» Activity 1
From the passage about buried flood channels on Mars, quote the stretch from "NASA’s Mars Reconnaissance" through "in eastern Washington.".
» Activity 2
Decide whether each statement agrees with the passage about buried flood channels on Mars, answering yes or no and quoting the deciding words: (a) The channels were attributed to catastrophic flooding within the last 500 million years. (b) Mars during that period had been considered warm and wet. (c) The estimated size of the flooding is comparable to the mega flood that created the Channeled Scablands in western Washington.

*** Passage provided Section Begins ***

SIllustration  shows where the Shallow Radar instrument detected flood channels that had been buried by lava flows in the Elysium Planitia region of Mars.

NASA’s Mars Reconnaissance Orbiter (MRO) has provided images allowing scientists for the first time to create a 3-D reconstruction of ancient water channels below the Martian surface.

The spacecraft took numerous images during the past few years that showed channels attributed to catastrophic flooding in the last 500 million years. Mars during this period had been considered cold and dry. These channels are essential to understanding the extent to which recent hydrologic activity prevailed during such arid conditions. They also help scientists determine whether the floods could have induced episodes of climate change.  The estimated size of the flooding appears to be comparable to the ancient mega flood that created the Channeled Scablands in the Pacific Northwest region of the United States in eastern Washington.

*** Passage provided Section Ends ***
*** Data supplied Section Begins ***

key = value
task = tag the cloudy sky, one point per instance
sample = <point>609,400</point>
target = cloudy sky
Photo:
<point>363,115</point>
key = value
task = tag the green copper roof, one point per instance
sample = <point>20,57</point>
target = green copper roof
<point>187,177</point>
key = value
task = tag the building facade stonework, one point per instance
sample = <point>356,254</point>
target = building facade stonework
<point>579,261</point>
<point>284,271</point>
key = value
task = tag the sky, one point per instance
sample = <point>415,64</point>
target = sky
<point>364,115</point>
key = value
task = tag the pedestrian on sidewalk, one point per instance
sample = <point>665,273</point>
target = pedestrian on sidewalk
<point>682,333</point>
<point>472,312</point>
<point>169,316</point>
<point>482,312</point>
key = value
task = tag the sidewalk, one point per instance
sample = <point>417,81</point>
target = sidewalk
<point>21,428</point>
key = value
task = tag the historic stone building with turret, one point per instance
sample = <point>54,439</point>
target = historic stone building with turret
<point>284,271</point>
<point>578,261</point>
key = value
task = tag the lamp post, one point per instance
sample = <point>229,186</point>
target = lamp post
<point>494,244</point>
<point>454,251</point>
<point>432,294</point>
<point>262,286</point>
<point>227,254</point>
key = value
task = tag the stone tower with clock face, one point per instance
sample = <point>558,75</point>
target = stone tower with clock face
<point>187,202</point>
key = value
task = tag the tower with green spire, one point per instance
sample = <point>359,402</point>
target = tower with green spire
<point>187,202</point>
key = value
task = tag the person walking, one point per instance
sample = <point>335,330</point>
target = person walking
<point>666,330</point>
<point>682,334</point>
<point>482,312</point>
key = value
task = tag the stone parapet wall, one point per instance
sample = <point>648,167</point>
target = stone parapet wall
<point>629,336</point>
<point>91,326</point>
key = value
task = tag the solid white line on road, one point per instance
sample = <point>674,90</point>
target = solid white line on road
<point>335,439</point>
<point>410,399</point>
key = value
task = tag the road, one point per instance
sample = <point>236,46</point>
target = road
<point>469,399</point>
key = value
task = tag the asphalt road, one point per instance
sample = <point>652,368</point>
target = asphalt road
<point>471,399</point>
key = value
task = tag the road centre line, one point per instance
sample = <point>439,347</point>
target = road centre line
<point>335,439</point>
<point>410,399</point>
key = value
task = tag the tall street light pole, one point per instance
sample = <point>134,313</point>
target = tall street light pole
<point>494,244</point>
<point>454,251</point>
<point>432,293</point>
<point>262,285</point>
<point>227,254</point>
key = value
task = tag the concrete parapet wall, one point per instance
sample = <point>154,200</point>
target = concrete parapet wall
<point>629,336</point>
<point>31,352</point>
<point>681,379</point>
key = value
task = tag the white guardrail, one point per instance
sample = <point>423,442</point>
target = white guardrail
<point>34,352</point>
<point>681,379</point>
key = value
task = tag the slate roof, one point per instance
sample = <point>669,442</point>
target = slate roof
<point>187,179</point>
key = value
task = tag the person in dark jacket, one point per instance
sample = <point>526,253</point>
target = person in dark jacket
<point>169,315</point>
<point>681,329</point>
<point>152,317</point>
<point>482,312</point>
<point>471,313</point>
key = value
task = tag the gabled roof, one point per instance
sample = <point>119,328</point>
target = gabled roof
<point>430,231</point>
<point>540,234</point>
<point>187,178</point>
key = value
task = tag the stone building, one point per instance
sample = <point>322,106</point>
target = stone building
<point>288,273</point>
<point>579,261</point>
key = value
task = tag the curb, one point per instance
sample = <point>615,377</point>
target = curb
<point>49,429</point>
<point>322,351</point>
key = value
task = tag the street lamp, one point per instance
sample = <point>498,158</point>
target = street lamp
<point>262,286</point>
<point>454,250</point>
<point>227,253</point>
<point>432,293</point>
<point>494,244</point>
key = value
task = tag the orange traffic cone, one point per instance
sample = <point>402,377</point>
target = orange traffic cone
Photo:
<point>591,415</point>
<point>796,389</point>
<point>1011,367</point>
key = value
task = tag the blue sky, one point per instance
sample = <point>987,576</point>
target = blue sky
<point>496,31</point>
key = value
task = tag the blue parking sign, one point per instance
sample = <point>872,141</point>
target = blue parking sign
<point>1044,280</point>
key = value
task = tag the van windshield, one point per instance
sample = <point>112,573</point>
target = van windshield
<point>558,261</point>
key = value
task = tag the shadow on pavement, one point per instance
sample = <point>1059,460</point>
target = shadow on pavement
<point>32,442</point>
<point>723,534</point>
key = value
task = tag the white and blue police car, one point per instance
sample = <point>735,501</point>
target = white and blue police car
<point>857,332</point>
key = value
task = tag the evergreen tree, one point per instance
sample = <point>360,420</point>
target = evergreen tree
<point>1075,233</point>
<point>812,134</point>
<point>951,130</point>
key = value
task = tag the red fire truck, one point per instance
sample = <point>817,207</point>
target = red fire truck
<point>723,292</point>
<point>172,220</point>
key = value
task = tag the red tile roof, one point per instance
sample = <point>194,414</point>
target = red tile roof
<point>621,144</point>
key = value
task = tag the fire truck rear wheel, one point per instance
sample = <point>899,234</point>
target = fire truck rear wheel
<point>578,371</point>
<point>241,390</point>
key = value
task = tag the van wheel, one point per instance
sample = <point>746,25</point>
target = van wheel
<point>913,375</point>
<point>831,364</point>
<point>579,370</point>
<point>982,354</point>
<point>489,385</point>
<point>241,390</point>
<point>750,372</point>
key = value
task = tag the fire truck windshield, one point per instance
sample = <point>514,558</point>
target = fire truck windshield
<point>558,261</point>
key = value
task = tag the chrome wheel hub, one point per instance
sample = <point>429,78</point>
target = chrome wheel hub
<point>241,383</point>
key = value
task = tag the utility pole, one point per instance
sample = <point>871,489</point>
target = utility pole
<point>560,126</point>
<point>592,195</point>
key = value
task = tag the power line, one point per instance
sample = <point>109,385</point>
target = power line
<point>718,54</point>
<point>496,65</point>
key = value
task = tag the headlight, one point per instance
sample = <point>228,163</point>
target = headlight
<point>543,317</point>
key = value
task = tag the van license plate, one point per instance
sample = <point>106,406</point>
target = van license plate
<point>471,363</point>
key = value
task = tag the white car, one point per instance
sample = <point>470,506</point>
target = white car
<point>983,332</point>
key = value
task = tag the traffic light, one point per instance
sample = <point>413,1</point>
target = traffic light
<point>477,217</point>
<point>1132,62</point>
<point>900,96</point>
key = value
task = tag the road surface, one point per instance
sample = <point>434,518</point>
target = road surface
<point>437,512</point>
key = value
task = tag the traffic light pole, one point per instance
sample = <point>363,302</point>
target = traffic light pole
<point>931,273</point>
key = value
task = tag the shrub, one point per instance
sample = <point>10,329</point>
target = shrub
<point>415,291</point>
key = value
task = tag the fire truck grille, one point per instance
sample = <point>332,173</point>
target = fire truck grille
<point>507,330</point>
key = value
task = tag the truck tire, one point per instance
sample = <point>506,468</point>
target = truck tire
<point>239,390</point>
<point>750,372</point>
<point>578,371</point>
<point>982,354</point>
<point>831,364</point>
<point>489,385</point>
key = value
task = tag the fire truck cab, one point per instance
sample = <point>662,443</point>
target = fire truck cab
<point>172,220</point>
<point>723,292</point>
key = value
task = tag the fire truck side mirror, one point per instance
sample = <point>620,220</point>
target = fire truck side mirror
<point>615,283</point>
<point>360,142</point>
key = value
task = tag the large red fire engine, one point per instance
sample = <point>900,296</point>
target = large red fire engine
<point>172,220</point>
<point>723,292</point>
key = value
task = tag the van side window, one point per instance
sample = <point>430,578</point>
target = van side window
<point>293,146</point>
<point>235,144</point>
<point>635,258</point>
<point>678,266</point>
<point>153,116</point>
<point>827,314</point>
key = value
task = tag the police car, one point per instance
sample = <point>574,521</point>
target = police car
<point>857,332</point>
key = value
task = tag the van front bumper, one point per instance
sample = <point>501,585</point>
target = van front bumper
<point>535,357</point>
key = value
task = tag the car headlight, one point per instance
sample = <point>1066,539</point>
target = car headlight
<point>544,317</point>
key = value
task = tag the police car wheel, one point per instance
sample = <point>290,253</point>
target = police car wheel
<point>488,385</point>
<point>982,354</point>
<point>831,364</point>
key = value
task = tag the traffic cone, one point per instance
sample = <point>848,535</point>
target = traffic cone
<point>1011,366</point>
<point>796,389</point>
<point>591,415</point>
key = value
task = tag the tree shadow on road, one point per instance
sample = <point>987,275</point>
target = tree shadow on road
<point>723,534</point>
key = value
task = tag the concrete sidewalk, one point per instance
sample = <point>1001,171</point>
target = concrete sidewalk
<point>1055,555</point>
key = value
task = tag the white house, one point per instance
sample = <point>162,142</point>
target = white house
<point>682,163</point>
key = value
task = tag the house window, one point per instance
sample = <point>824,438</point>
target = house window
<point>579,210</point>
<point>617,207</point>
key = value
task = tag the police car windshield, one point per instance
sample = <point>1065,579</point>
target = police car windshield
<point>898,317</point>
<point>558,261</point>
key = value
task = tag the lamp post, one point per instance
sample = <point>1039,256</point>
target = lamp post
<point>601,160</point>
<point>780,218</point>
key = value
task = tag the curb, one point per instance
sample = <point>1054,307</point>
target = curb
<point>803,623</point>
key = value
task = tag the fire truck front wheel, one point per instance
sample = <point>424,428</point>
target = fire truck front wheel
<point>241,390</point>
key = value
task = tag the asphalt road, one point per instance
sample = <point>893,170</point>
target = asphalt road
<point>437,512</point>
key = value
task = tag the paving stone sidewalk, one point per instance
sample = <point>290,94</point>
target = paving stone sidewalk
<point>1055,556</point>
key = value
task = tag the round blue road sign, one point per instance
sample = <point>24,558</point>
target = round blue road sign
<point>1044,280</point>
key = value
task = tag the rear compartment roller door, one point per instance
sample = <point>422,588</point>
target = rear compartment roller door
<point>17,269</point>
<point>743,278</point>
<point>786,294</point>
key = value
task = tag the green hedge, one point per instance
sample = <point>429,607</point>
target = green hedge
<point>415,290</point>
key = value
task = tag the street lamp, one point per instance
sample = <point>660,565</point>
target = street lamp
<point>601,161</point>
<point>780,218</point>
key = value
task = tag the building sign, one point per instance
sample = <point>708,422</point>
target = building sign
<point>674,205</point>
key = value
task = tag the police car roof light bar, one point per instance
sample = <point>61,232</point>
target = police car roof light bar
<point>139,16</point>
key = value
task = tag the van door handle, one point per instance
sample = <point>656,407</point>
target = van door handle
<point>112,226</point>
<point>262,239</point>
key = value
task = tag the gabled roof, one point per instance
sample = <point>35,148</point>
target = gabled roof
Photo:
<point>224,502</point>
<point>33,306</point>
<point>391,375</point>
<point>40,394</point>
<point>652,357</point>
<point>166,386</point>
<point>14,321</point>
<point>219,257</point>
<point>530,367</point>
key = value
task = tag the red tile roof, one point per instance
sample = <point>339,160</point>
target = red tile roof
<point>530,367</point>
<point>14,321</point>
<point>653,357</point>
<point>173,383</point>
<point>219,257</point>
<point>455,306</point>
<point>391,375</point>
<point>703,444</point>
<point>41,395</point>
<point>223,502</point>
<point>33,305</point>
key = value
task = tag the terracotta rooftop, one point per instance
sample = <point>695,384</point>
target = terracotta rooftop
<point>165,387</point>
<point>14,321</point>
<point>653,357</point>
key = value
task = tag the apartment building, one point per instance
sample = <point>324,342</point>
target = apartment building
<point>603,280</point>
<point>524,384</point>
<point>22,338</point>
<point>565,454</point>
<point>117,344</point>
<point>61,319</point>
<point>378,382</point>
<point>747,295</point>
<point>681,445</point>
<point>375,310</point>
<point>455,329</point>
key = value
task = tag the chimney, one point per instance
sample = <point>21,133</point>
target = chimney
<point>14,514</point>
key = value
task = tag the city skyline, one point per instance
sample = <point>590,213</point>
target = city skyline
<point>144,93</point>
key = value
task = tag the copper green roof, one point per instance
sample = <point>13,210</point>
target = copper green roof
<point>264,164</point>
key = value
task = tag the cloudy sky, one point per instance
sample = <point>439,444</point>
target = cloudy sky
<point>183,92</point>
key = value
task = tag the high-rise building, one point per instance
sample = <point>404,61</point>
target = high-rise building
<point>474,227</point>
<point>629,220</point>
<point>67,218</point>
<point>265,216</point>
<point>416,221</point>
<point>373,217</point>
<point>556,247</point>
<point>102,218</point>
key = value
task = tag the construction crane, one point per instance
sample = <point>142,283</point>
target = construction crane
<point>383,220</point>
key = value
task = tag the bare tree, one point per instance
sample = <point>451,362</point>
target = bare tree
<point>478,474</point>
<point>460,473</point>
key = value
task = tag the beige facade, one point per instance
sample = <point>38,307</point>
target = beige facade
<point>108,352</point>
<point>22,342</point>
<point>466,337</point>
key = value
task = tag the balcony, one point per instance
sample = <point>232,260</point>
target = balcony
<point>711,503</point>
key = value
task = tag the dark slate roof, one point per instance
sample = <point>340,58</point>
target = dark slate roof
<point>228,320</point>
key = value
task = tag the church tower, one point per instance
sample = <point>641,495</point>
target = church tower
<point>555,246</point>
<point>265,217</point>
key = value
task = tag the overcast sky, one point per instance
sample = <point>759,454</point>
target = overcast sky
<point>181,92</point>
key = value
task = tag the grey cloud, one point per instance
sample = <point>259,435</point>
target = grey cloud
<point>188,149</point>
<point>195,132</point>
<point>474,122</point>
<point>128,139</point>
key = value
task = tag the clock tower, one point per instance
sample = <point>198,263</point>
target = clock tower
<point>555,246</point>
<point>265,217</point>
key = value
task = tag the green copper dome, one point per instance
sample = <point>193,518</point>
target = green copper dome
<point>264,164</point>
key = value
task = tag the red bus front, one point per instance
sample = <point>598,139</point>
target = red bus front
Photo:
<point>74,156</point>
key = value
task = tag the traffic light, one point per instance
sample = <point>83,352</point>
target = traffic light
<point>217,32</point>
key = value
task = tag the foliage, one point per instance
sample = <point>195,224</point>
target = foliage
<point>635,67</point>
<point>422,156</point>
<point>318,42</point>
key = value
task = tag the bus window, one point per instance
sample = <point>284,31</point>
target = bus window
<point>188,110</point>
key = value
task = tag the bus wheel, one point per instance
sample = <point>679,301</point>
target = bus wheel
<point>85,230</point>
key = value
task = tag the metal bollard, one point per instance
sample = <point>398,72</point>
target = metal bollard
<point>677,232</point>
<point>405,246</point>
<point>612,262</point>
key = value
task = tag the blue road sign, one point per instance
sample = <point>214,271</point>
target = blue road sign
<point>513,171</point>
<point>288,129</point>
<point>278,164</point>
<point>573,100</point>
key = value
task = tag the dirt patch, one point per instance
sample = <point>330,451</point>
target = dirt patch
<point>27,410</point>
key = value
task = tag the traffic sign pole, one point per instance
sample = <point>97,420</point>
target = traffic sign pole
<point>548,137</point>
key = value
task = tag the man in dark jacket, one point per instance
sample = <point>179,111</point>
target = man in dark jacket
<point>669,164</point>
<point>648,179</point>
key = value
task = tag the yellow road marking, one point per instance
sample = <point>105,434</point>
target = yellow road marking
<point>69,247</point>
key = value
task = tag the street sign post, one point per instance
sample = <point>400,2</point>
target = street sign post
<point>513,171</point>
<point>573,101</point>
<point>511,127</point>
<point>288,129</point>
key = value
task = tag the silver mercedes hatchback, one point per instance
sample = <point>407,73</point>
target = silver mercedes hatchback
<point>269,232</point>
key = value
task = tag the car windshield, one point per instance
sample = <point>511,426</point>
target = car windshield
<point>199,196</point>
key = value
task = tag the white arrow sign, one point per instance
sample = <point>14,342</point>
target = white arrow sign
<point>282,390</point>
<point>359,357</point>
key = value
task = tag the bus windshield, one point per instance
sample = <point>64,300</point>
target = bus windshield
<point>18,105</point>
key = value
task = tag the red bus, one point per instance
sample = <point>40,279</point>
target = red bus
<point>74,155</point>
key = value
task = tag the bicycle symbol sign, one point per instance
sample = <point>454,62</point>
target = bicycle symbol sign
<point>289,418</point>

*** Data supplied Section Ends ***

» Written solution 1
NASA’s Mars Reconnaissance Orbiter (MRO) has provided images allowing scientists for the first time to create a 3-D reconstruction of ancient water channels below the Martian surface.

The spacecraft took numerous images during the past few years that showed channels attributed to catastrophic flooding in the last 500 million years. Mars during this period had been considered cold and dry. These channels are essential to understanding the extent to which recent hydrologic activity prevailed during such arid conditions. They also help scientists determine whether the floods could have induced episodes of climate change.  The estimated size of the flooding appears to be comparable to the ancient mega flood that created the Channeled Scablands in the Pacific Northwest region of the United States in eastern Washington.

» Written solution 2
(a) Yes: "channels attributed to catastrophic flooding in the last 500 million years"
(b) No: "Mars during this period had been considered cold and dry."
(c) No: "the Channeled Scablands in the Pacific Northwest region of the United States in eastern Washington"